WHAT TO WORK ON >> Please set out every line of the material below as a JSON list of strings, one string per line, with blank lines left out.
[begin DATA LISTING]
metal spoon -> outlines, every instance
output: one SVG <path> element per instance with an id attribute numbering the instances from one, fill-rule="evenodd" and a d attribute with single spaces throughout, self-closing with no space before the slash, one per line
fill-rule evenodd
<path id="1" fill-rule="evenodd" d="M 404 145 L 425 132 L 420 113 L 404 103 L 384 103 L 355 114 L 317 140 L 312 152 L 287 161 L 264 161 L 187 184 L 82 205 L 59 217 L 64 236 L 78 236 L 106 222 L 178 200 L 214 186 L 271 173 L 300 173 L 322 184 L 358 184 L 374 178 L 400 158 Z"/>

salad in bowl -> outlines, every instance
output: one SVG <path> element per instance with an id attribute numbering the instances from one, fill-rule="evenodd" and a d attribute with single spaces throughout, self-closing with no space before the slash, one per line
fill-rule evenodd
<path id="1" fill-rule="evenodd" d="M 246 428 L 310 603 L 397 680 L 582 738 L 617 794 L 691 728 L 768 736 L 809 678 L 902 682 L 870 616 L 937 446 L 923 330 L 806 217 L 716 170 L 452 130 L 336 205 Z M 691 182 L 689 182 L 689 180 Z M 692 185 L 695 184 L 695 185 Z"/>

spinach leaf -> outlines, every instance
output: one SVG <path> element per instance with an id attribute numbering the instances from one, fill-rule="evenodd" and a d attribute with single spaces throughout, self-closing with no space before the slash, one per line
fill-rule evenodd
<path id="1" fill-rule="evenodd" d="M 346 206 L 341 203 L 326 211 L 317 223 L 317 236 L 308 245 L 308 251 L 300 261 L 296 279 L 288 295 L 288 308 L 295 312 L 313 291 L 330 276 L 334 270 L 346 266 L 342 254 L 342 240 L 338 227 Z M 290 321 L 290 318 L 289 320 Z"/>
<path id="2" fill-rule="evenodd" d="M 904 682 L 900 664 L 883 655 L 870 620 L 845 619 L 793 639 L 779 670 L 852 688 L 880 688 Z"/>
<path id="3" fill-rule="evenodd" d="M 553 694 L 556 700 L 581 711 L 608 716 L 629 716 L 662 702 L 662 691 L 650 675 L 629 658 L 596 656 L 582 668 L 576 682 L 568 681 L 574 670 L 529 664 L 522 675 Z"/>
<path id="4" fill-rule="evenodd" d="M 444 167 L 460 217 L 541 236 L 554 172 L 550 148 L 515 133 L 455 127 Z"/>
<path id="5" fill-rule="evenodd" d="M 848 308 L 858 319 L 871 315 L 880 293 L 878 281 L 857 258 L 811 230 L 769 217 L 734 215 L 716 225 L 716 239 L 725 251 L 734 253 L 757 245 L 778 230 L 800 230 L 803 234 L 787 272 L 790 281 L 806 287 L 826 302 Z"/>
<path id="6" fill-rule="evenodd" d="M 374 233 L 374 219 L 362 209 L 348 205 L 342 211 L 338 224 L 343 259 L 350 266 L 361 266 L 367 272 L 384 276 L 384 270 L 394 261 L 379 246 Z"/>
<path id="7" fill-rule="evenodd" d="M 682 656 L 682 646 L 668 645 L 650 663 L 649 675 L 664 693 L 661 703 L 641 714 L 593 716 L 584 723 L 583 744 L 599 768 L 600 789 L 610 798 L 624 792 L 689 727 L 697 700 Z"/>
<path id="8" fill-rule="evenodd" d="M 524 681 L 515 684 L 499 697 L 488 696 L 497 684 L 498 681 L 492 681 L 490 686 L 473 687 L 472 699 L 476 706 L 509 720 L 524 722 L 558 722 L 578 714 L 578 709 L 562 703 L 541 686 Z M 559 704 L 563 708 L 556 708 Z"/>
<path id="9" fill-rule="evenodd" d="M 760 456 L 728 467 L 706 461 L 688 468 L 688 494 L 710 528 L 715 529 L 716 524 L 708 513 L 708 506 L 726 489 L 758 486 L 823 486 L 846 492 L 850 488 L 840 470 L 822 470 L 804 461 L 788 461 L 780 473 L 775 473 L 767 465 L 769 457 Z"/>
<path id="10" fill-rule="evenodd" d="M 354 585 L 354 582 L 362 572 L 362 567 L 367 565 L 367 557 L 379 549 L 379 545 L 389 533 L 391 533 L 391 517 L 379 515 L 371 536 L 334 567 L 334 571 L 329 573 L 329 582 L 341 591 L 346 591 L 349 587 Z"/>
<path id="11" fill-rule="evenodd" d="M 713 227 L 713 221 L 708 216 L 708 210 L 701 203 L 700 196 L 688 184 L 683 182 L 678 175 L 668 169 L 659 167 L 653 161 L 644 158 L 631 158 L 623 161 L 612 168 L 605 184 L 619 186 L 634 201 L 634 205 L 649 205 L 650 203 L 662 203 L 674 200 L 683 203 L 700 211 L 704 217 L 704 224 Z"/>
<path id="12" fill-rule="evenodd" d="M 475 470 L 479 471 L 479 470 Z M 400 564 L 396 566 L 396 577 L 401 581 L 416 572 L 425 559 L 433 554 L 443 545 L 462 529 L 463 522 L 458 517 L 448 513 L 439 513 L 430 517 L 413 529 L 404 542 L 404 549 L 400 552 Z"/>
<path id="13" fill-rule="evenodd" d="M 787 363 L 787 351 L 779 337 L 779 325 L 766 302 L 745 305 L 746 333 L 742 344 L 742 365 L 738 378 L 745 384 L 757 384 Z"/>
[end DATA LISTING]
ANSWER FOR THE TASK >>
[
  "metal spoon -> outlines, every instance",
  "output: one SVG <path> element per instance with an id attribute numbering the instances from one, fill-rule=\"evenodd\" and a d attribute with single spaces throughout, self-closing with no space before the slash, one per line",
  "fill-rule evenodd",
  "<path id=\"1\" fill-rule=\"evenodd\" d=\"M 404 145 L 425 132 L 420 113 L 404 103 L 384 103 L 355 114 L 317 140 L 312 152 L 287 161 L 264 161 L 187 184 L 82 205 L 59 217 L 64 236 L 78 236 L 106 222 L 178 200 L 214 186 L 271 173 L 300 173 L 322 184 L 358 184 L 374 178 L 400 158 Z\"/>",
  "salad in bowl -> outlines, every instance",
  "output: one SVG <path> element per instance with an id attribute numbering the instances from one, fill-rule=\"evenodd\" and a d attribute with single spaces throughout, self-closing with no space before the slash, one per line",
  "fill-rule evenodd",
  "<path id=\"1\" fill-rule=\"evenodd\" d=\"M 246 428 L 310 603 L 397 680 L 582 738 L 617 794 L 691 728 L 768 736 L 809 678 L 902 682 L 870 616 L 937 446 L 923 330 L 806 217 L 716 170 L 452 130 L 336 205 Z M 691 182 L 689 182 L 689 180 Z M 692 185 L 695 184 L 695 185 Z\"/>",
  "spinach leaf -> outlines, every instance",
  "output: one SVG <path> element per instance with an id attribute numbering the instances from one, fill-rule=\"evenodd\" and a d attribute with single spaces throughout, self-closing with no space before the slash, one per line",
  "fill-rule evenodd",
  "<path id=\"1\" fill-rule=\"evenodd\" d=\"M 346 206 L 341 203 L 326 211 L 317 223 L 317 236 L 308 245 L 308 251 L 300 261 L 296 279 L 288 295 L 288 308 L 295 312 L 313 291 L 330 276 L 334 270 L 346 266 L 342 254 L 342 240 L 338 227 Z M 290 321 L 290 318 L 289 320 Z\"/>",
  "<path id=\"2\" fill-rule=\"evenodd\" d=\"M 904 682 L 900 664 L 883 655 L 870 620 L 845 619 L 793 639 L 779 670 L 852 688 L 880 688 Z\"/>",
  "<path id=\"3\" fill-rule=\"evenodd\" d=\"M 553 694 L 556 700 L 581 711 L 608 716 L 629 716 L 662 702 L 662 691 L 650 675 L 629 658 L 596 656 L 582 668 L 576 682 L 568 681 L 574 670 L 529 664 L 522 675 Z\"/>",
  "<path id=\"4\" fill-rule=\"evenodd\" d=\"M 444 167 L 460 217 L 541 236 L 554 172 L 550 148 L 515 133 L 455 127 Z\"/>",
  "<path id=\"5\" fill-rule=\"evenodd\" d=\"M 848 308 L 858 319 L 871 315 L 880 293 L 878 281 L 857 258 L 811 230 L 769 217 L 734 215 L 716 225 L 716 239 L 725 251 L 734 253 L 757 245 L 778 230 L 800 230 L 803 234 L 787 272 L 790 281 L 806 287 L 826 302 Z\"/>",
  "<path id=\"6\" fill-rule=\"evenodd\" d=\"M 374 233 L 374 219 L 362 209 L 348 205 L 342 211 L 338 224 L 343 259 L 350 266 L 361 266 L 367 272 L 384 276 L 384 270 L 394 261 L 379 246 Z\"/>",
  "<path id=\"7\" fill-rule=\"evenodd\" d=\"M 682 656 L 682 646 L 668 645 L 650 663 L 649 675 L 664 693 L 661 703 L 641 714 L 593 716 L 584 723 L 583 744 L 599 768 L 600 789 L 610 798 L 624 792 L 689 727 L 697 700 Z\"/>",
  "<path id=\"8\" fill-rule=\"evenodd\" d=\"M 524 681 L 515 684 L 499 697 L 488 696 L 497 684 L 498 681 L 492 681 L 490 686 L 473 687 L 472 699 L 476 706 L 509 720 L 524 722 L 558 722 L 578 714 L 578 709 L 562 703 L 541 686 Z M 559 704 L 563 708 L 556 708 Z\"/>",
  "<path id=\"9\" fill-rule=\"evenodd\" d=\"M 760 456 L 728 467 L 706 461 L 688 468 L 688 494 L 710 528 L 715 529 L 716 524 L 708 513 L 708 506 L 726 489 L 758 486 L 823 486 L 846 492 L 850 488 L 840 470 L 822 470 L 804 461 L 788 461 L 780 473 L 775 473 L 767 465 L 769 457 Z\"/>",
  "<path id=\"10\" fill-rule=\"evenodd\" d=\"M 354 585 L 354 582 L 362 572 L 362 567 L 367 565 L 367 557 L 379 549 L 379 545 L 389 533 L 391 533 L 391 517 L 379 515 L 371 536 L 334 567 L 334 571 L 329 573 L 329 582 L 341 591 L 346 591 L 349 587 Z\"/>",
  "<path id=\"11\" fill-rule=\"evenodd\" d=\"M 713 227 L 713 221 L 708 216 L 708 210 L 701 203 L 700 196 L 688 184 L 683 182 L 678 175 L 668 169 L 659 167 L 653 161 L 644 158 L 631 158 L 623 161 L 612 168 L 605 184 L 619 186 L 634 201 L 634 205 L 649 205 L 650 203 L 662 203 L 674 200 L 683 203 L 700 211 L 704 217 L 704 224 Z\"/>",
  "<path id=\"12\" fill-rule=\"evenodd\" d=\"M 475 470 L 479 471 L 479 470 Z M 400 564 L 396 566 L 396 577 L 401 581 L 416 572 L 425 559 L 433 554 L 443 545 L 462 529 L 463 522 L 458 517 L 448 513 L 439 513 L 430 517 L 413 529 L 404 542 L 404 549 L 400 552 Z\"/>",
  "<path id=\"13\" fill-rule=\"evenodd\" d=\"M 787 363 L 787 351 L 779 337 L 779 325 L 766 302 L 745 305 L 746 333 L 742 344 L 742 365 L 738 378 L 745 384 L 757 384 Z\"/>"
]